=== Task brief ===
Recast the data listing below as a numbered list of its lines. Cover every item and leave out blank lines.

Data listing:
· · ·

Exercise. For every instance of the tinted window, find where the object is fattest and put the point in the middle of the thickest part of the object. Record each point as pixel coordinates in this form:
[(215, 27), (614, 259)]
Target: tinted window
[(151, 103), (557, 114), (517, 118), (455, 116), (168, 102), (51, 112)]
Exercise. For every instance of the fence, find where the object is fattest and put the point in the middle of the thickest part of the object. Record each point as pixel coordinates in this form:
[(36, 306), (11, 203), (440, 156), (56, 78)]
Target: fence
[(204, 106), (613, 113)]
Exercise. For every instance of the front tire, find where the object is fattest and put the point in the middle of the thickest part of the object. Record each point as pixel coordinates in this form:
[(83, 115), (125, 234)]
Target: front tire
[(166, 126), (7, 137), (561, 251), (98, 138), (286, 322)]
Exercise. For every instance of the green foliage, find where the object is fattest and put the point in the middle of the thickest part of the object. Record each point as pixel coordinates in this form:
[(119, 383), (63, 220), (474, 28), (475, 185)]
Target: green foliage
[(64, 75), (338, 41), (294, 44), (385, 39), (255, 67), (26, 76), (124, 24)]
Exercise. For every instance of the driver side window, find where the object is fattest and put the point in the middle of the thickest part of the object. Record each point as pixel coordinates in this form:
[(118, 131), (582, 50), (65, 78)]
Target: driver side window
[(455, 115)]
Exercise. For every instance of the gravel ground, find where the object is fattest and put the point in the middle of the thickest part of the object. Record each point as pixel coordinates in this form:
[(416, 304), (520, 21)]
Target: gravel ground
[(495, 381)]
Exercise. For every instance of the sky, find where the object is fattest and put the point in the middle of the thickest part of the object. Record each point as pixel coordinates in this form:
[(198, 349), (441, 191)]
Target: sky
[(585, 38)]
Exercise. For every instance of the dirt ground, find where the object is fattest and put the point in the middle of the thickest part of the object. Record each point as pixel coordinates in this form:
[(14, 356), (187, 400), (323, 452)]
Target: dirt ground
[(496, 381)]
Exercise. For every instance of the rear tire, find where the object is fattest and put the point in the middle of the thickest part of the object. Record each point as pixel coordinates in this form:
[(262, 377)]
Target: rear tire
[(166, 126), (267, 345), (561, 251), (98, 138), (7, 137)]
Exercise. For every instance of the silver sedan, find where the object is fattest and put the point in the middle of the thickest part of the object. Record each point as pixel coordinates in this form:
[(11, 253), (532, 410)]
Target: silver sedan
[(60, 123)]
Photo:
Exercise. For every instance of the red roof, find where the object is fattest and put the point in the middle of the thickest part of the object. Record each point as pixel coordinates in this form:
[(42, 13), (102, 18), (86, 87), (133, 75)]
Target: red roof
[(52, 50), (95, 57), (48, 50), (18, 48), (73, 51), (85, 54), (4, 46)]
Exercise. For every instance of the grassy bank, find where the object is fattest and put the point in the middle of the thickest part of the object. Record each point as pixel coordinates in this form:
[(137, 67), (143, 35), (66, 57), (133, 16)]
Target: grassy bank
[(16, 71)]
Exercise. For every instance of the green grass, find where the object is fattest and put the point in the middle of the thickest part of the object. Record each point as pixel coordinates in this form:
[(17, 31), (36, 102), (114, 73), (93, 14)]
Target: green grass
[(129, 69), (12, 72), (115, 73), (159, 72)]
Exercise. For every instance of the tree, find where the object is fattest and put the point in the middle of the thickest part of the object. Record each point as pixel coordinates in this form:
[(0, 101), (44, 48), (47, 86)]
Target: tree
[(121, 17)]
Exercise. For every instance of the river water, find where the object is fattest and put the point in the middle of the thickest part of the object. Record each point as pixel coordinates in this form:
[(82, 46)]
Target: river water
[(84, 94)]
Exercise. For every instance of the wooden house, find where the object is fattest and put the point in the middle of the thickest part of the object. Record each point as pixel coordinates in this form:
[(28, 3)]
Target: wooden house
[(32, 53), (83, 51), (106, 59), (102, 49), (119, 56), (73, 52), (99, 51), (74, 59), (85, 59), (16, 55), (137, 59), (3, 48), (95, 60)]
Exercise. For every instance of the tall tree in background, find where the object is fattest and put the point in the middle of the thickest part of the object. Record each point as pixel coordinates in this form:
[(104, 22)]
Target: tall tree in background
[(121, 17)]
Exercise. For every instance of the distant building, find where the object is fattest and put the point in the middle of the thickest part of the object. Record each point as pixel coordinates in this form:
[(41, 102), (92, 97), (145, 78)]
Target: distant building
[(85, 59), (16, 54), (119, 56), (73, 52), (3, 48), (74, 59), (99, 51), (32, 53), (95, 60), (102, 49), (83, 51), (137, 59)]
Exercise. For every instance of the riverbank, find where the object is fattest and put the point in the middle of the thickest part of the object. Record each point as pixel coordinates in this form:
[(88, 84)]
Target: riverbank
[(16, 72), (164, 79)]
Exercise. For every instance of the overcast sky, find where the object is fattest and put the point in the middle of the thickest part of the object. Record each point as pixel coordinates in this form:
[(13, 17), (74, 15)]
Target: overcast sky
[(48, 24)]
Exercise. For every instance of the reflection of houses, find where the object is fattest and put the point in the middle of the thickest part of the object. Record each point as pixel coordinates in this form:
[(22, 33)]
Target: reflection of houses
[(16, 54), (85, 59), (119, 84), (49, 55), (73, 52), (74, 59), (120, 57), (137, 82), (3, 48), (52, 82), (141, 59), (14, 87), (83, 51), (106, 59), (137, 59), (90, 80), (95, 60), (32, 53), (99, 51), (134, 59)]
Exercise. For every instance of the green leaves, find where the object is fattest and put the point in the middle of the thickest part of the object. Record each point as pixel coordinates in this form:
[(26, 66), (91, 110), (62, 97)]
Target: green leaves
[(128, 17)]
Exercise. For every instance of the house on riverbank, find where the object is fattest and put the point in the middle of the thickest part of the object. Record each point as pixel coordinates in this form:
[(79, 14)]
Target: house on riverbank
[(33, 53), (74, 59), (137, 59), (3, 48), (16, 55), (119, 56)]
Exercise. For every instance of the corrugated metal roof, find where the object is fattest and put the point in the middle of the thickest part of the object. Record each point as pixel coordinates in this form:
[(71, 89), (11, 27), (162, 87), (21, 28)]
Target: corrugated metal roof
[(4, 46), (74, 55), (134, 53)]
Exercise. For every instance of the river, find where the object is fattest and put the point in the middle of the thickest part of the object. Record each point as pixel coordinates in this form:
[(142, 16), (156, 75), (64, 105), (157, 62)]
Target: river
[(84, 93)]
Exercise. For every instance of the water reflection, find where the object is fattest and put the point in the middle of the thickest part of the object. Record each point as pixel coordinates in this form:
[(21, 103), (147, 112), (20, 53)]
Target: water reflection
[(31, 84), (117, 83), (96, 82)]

· · ·

=== Expected answer ===
1. Exercise. For every instance of the tinted window, find where the object is fattest and put the point in the middle of the thickest part of the object. Record each point as pixel coordinates in this form:
2. [(215, 27), (614, 259)]
3. Target: tinted window
4. [(151, 103), (557, 114), (517, 118), (455, 116), (168, 102), (51, 112)]
5. Exercise. For every instance of the fence, find where the object is fattest and put the point in the middle of the thickest part of the object. Record each point as pixel coordinates in this form:
6. [(36, 306), (11, 203), (440, 156), (56, 78)]
7. Target: fence
8. [(204, 106), (613, 113)]
9. Exercise. For every instance of the front tire, find where the object is fattest and put the point in the middle of the thickest part of the object. Record each point as pixel coordinates in this form:
10. [(83, 115), (125, 234)]
11. Target: front tire
12. [(166, 126), (7, 137), (561, 251), (98, 138), (286, 322)]
13. Exercise. For every instance of the green foliage, find where the object is fattest and put the point in the middle of the thickest part of the object. Record each point as pixel coordinates in this form:
14. [(119, 383), (63, 220), (474, 28), (475, 185)]
15. Target: green foliage
16. [(64, 75), (338, 41), (294, 44), (385, 39), (255, 67), (26, 76), (124, 24)]
17. Exercise. For every instance of the driver side window, find where the object is fattest and put the point in the middle of the thickest part of the object. Record each point as pixel coordinates in this form:
18. [(118, 131), (582, 50), (65, 78)]
19. Target: driver side window
20. [(455, 115)]
21. Exercise. For every instance of the gravel ground, find where the object is fattest and put the point in the middle of the thickest part of the object. Record each point as pixel coordinates in this form:
22. [(416, 304), (520, 21)]
23. Target: gravel ground
24. [(495, 381)]
25. Exercise. For every instance of the sky, find where the object is fattest and put the point in the middle of the thickest part of the object. Record each point as pixel coordinates in this form:
26. [(198, 349), (441, 191)]
27. Target: sky
28. [(585, 38)]
29. Exercise. For every instance of the dirt ground, find where the object is fattest and put the point in the middle of the thickest part of the object. Record each point as pixel coordinates in this form:
30. [(14, 356), (187, 400), (323, 452)]
31. Target: dirt ground
32. [(496, 381)]
33. Exercise. For every instance of the rear tire, find where the object is fattest and put the point in the middle of the thickest part of the object. Record each point as pixel coordinates in this form:
34. [(262, 377)]
35. Target: rear tire
36. [(166, 126), (267, 345), (561, 251), (98, 138), (7, 137)]
37. Exercise. For every instance of the silver sedan, find where the object is fattest and put the point in the middle of the thickest part of the object. Record each point as pixel coordinates in this form:
38. [(11, 253), (532, 410)]
39. Target: silver sedan
40. [(60, 123)]
41. Photo:
42. Exercise. For every instance of the red roof, find where the object is fattest and put the point in the middle of the thickest part of the object. Record each point as pixel coordinates in this form:
43. [(42, 13), (102, 18), (86, 87), (133, 75)]
44. Target: red roof
45. [(52, 50), (95, 57), (48, 50), (18, 48), (73, 51), (85, 54), (4, 46)]
46. Exercise. For every instance of the grassy bank, find where the object is fattest and put the point in the middle of the thickest part of the object. Record each point as pixel coordinates in this form:
47. [(137, 67), (143, 35), (66, 57), (133, 16)]
48. Target: grassy bank
49. [(16, 71)]
50. Exercise. For every instance of the green grass, find where the object is fattest and put the point in the middle of the thickest part of the object. Record each point as pixel coordinates in this form:
51. [(17, 31), (36, 102), (114, 73), (93, 14)]
52. Target: green grass
53. [(129, 69), (12, 72), (115, 73), (159, 72)]
54. Exercise. For every instance of the tree, find where the object is fattest and put the point in the middle of the thickest part of the object. Record each point as pixel coordinates in this form:
55. [(0, 101), (44, 48), (47, 86)]
56. Target: tree
57. [(121, 17)]
58. Exercise. For every instance of the river water, find where the object is fattest and put the point in the middle of the thickest part of the object. Record each point as pixel coordinates in this form:
59. [(82, 46)]
60. Target: river water
61. [(84, 94)]
62. Exercise. For every instance of the wooden house, find where the object is fattest and put the point in the middle of the thickest part of the object. Record each point as pixel coordinates in this form:
63. [(28, 3)]
64. Target: wooden house
65. [(32, 53), (83, 51), (106, 59), (102, 49), (119, 56), (73, 52), (99, 51), (74, 59), (85, 59), (16, 55), (137, 59), (3, 48), (95, 60)]
66. Exercise. For every instance of the tall tree in background, find where the object is fattest and put the point in the middle of the thickest part of the object. Record each point as pixel coordinates in this form:
67. [(104, 22)]
68. Target: tall tree in background
69. [(121, 17)]
70. Exercise. For every instance of the distant building, find where the object is fattest and put the point in the middle of the thickest part of the object. Record each point as pixel coordinates in this form:
71. [(41, 102), (92, 97), (145, 78)]
72. Target: distant building
73. [(85, 59), (16, 54), (119, 56), (73, 52), (3, 48), (74, 59), (99, 51), (32, 53), (95, 60), (102, 49), (83, 51), (137, 59)]
74. Exercise. For every instance of the riverbank, find where the object is fattest and put the point in the middle of the thickest part of the object. Record each point as pixel coordinates in this form:
75. [(88, 84)]
76. Target: riverbank
77. [(16, 72), (164, 79)]
78. Exercise. For every instance of the overcast sky, find where the object is fattest and put the point in the middle of the thickest part of the object. Record each point as pixel coordinates in this form:
79. [(13, 17), (74, 15)]
80. Target: overcast sky
81. [(48, 24)]
82. Exercise. For every instance of the reflection of houses, find where the object is fattest and put the point in the middle of the thickest part of the object. Record each point as pixel coordinates in this form:
83. [(22, 33)]
84. Target: reflection of houses
85. [(16, 54), (85, 59), (119, 84), (49, 55), (73, 52), (74, 59), (120, 57), (137, 82), (3, 48), (52, 82), (141, 59), (14, 87), (83, 51), (106, 59), (137, 59), (90, 80), (95, 60), (32, 53), (99, 51), (134, 59)]
86. Exercise. For every instance of the green leaves, find where the object is fattest and put the point in the middle of the thickest part of the object. Record each point as pixel coordinates in this form:
87. [(26, 66), (91, 110), (62, 97)]
88. Target: green leaves
89. [(128, 17)]
90. Exercise. For every instance of the house on riverbank, find where the object is fattest and put the point in the middle of the thickest part of the object. Record each point as pixel coordinates in this form:
91. [(79, 14)]
92. Target: house on riverbank
93. [(33, 53), (74, 59), (137, 59), (3, 48), (16, 55), (119, 56)]
94. Exercise. For every instance of the corrugated metal roof, find where the object is fattest and put the point in the middle of the thickest part of the object. Record each point as pixel coordinates in this form:
95. [(71, 89), (11, 27), (162, 87), (21, 28)]
96. Target: corrugated metal roof
97. [(4, 46), (74, 55), (134, 53)]
98. Exercise. For every instance of the river, find where the object is fattest and put the point in the middle of the thickest part of the object. Record each point as pixel coordinates in this form:
99. [(142, 16), (156, 75), (64, 105), (157, 62)]
100. Target: river
101. [(84, 93)]
102. Exercise. For every instance of the water reflection, find where the object is fattest and put the point in the middle of the thickest part of the object. Record each point as pixel coordinates in this form:
103. [(21, 103), (147, 112), (20, 53)]
104. Target: water reflection
105. [(31, 84), (117, 83), (96, 82)]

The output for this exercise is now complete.